▸ Work to be completed: Copy every record exactly, leaving the pictures out.

*** Begin section ***

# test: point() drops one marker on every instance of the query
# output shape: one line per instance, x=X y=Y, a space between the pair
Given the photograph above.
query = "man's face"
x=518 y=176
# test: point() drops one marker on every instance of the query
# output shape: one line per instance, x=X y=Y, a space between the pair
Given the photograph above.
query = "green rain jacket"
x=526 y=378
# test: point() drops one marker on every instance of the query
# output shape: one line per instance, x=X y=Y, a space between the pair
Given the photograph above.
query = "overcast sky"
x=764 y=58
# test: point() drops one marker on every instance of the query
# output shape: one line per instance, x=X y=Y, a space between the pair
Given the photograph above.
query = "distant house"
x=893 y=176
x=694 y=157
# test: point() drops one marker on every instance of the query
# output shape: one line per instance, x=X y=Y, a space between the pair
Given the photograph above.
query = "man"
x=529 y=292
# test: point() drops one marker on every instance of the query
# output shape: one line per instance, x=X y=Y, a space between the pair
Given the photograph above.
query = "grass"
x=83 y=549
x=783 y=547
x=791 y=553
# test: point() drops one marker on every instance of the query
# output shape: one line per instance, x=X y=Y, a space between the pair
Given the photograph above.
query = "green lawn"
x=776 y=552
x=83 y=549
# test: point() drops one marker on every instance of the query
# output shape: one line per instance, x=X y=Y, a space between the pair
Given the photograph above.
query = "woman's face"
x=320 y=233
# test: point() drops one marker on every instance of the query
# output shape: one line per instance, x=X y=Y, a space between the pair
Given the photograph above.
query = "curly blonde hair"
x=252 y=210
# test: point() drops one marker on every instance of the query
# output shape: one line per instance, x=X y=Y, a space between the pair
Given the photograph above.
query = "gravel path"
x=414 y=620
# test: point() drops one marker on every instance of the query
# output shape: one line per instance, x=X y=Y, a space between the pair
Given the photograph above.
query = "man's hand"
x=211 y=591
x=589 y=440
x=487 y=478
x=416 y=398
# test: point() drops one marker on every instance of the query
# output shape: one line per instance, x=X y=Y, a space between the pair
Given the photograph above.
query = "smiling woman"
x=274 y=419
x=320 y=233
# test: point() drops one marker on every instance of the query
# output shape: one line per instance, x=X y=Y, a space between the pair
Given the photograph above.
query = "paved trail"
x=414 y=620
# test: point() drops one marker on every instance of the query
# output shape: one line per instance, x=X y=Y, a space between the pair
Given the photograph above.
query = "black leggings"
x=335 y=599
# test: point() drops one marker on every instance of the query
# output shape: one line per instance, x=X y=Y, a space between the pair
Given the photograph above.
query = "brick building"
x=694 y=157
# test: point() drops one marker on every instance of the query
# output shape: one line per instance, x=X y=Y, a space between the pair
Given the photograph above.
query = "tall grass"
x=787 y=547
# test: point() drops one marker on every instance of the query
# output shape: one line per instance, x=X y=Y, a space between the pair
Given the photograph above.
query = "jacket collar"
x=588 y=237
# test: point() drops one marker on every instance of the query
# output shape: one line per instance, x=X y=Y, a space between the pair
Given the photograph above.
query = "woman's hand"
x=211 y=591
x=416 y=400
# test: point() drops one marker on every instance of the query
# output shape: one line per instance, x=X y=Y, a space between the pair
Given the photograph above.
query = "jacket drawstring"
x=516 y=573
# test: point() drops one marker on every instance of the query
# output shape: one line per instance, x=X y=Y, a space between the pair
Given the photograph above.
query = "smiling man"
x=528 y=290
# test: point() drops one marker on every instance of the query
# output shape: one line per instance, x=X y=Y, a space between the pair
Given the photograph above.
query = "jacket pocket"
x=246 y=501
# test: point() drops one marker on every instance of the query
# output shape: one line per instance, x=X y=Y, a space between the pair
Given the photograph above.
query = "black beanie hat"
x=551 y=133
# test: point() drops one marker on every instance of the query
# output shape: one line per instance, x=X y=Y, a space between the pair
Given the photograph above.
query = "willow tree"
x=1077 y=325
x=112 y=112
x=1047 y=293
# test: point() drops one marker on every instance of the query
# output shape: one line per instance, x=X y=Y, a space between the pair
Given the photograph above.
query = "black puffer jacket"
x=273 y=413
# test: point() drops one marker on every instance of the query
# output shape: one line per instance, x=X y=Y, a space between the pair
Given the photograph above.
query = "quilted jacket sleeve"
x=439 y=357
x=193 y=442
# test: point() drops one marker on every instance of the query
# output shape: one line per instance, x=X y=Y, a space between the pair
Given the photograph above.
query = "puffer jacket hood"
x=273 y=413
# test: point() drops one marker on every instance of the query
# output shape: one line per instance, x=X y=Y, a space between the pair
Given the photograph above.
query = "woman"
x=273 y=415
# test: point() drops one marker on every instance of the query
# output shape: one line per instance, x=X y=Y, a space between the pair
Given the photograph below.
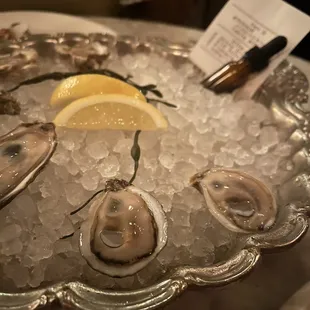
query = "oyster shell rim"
x=126 y=270
x=83 y=296
x=34 y=173
x=195 y=180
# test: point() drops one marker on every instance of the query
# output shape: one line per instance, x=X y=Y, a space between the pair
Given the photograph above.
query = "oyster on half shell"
x=237 y=200
x=125 y=230
x=24 y=152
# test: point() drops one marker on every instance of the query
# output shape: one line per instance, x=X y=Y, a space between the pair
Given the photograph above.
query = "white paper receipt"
x=241 y=25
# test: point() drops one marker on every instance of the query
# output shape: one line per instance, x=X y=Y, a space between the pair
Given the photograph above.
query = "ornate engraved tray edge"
x=84 y=297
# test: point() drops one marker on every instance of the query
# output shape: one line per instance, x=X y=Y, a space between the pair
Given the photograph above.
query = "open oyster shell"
x=125 y=230
x=237 y=200
x=24 y=152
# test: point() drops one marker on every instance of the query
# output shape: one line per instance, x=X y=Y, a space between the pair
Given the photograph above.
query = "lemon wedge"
x=111 y=112
x=84 y=85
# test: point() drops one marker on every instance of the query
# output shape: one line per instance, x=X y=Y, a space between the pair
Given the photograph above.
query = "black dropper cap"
x=259 y=57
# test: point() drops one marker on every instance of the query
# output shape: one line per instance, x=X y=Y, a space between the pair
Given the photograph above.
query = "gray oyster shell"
x=125 y=230
x=237 y=200
x=24 y=152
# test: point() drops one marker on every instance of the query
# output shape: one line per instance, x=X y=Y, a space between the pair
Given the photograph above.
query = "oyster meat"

*** End section ***

▸ Task response:
# test: point() drops one marker on every instance of the query
# output shape: one line per instance, x=X y=Y, a space between the pair
Given the photograph above.
query = "man's face"
x=518 y=176
# test: point() drops one marker on every instance of the query
# output shape: one line per instance, x=X y=Y, a space between the pair
Given the photograph above.
query = "green rain jacket"
x=526 y=378
# test: point() drops one marker on every instance of the query
# output shape: one line per instance, x=X y=Y, a space between the pair
Given the photograph above.
query = "overcast sky"
x=764 y=58
# test: point() drops one marker on every instance of the query
# output shape: one line per instance, x=X y=Y, a space between the pair
Given the photograph above.
query = "distant house"
x=893 y=176
x=694 y=157
# test: point() drops one marker on every instance of the query
# output shape: one line per instance, x=X y=Y, a space between the pair
Given the photograph above.
query = "man"
x=529 y=292
# test: point() drops one marker on every instance of the query
# output shape: one line per instance, x=X y=Y, a space between the pair
Given the photograph above.
query = "grass"
x=83 y=549
x=783 y=547
x=791 y=553
# test: point() drops one marker on every instance of the query
# output shape: one line per instance, x=X y=Y, a space between the pair
Given the photograph above.
query = "green lawn"
x=776 y=552
x=83 y=549
# test: point() drops one marker on every instance of the query
# output shape: one line per instance, x=X y=Y, a space between the pair
Given the photograph above.
query = "woman's face"
x=320 y=233
# test: point() drops one marker on every instance of the query
# output shape: one line per instance, x=X y=Y, a space between the pair
Given the photograph above.
query = "curly blonde hair"
x=252 y=210
# test: point() drops one marker on every instance of the query
# output shape: one line per instance, x=X y=Y, a space between the pair
Given the photograph above.
query = "gravel path"
x=414 y=620
# test: point() drops one marker on every instance of the query
# output shape: one line per instance, x=X y=Y, a space between the pair
Given the photograph above.
query = "man's hand"
x=211 y=591
x=589 y=440
x=487 y=478
x=416 y=398
# test: point() drops one marker on every instance of the query
# output shape: one line per instance, x=X y=Y, a space between the pair
Given the photograph above.
query = "smiling woman"
x=274 y=419
x=320 y=233
# test: point() drops one marker on every instance of the query
# output shape: one line per instance, x=X y=Y, a space between the pair
Given the photograph above.
query = "paved trail"
x=414 y=620
# test: point() drops one marker on every instance of the query
# output shape: one line per instance, x=X y=Y, a space between the pair
Given the photograph above.
query = "black leggings"
x=335 y=599
# test: point() drops one marker on every instance of the query
# output shape: one line per instance, x=X y=Y, a space between the pair
Given the photograph above.
query = "brick building"
x=694 y=157
# test: point() drops one marker on every instance of the query
# output shape: one line per instance, x=X y=Y, a space between the pair
Given the photograph above.
query = "tall grass"
x=787 y=547
# test: point() drops one marker on every instance of the query
# output shape: one line per instance, x=X y=Y, a space between the pair
Given the photograph above.
query = "jacket collar"
x=588 y=237
# test: point() drops one marker on every instance of the query
# output shape: one line per instance, x=X y=Y, a space between the pair
Given the photograph above.
query = "woman's hand"
x=211 y=591
x=416 y=400
# test: point() drops one marker on every instance of the query
# output shape: one line per instance, x=X y=Y, a space between the pair
Given the photograph above.
query = "jacket drawstring"
x=516 y=573
# test: point() drops one marker on every instance of the query
# output shape: one line per instance, x=X y=Y, a space between the pair
Given the photograph above.
query = "smiling man"
x=528 y=290
# test: point() drops one marker on every instance of the query
# output shape: one line per instance, x=X y=Y, a space between the pair
Given the photograph above.
query = "jacket pocket"
x=246 y=501
# test: point() drops one marker on every instance of the query
# output shape: one line per instance, x=X y=Y, a space between the pair
Given the photograph above.
query = "black beanie hat"
x=551 y=133
# test: point() drops one marker on every instance of the query
# output shape: one line per instance, x=X y=Y, a space between the pair
Given the photograph above.
query = "willow tree"
x=1077 y=325
x=112 y=112
x=1047 y=293
# test: point() drops one marker on every instance of the query
# output shape: one line per instance, x=X y=Y, a space between the pair
Given the photograph above.
query = "black puffer jacket"
x=273 y=413
# test: point() drops one marker on every instance of the query
# output shape: one line per instance, x=X y=Y, a space between the pair
Given the photograph above.
query = "quilted jacket sleeve"
x=439 y=357
x=193 y=442
# test: point() drops one marker on every instance of the query
# output shape: one line per instance, x=X y=Y, a space between the pair
Given the photograph above.
query = "puffer jacket hood"
x=273 y=413
# test: point() drops one marker on every instance of the query
# output shape: one line per instance, x=X y=Y, a space between the pair
Given the photograph above.
query = "woman"
x=273 y=415
# test: point() drops one marker on every instance of the query
# output shape: one line per instance, x=X y=Y, a space between the pair
Given the photograph below.
query = "oyster shell rim"
x=126 y=270
x=83 y=296
x=34 y=173
x=195 y=180
# test: point() drops one marker on every instance of the query
# output shape: one line per instance, x=X y=Y, a space between the pair
Given the photograph above.
query = "oyster on half shell"
x=237 y=200
x=125 y=230
x=24 y=152
# test: point() drops one marker on every instance of the query
# output shape: one line per instance, x=X y=Y, a space between the pair
Given the photograph above.
query = "white paper receipt"
x=241 y=25
# test: point() drops one marker on every instance of the query
# output shape: one line per instance, x=X y=Y, a space between the pair
Given the photograph above.
query = "ornate engraved tray edge"
x=84 y=297
# test: point() drops one marker on every instance of the query
# output shape: one line per instance, x=X y=Y, a space between the pair
Given the photograph above.
query = "open oyster shell"
x=125 y=230
x=237 y=200
x=24 y=152
# test: point() drops one marker on every instance of the query
# output shape: one line per instance, x=X y=Y, a space between the pair
Given the photograph above.
query = "lemon wedge"
x=111 y=112
x=84 y=85
# test: point() drops one marker on every instance of the query
# output shape: one line per instance, x=X y=Y, a space between the pair
Given the photograph above.
query = "black dropper cap"
x=259 y=57
# test: point() drops one marker on every instance of the query
# output shape: one line per instance, x=X y=Y, a space between the pair
Given the photograph above.
query = "gray oyster shell"
x=125 y=230
x=237 y=200
x=24 y=152
# test: point() drops one marker on every instance of the query
# output shape: one line per instance, x=X y=Y, a space between the pair
Given the photograph above.
query = "oyster meat"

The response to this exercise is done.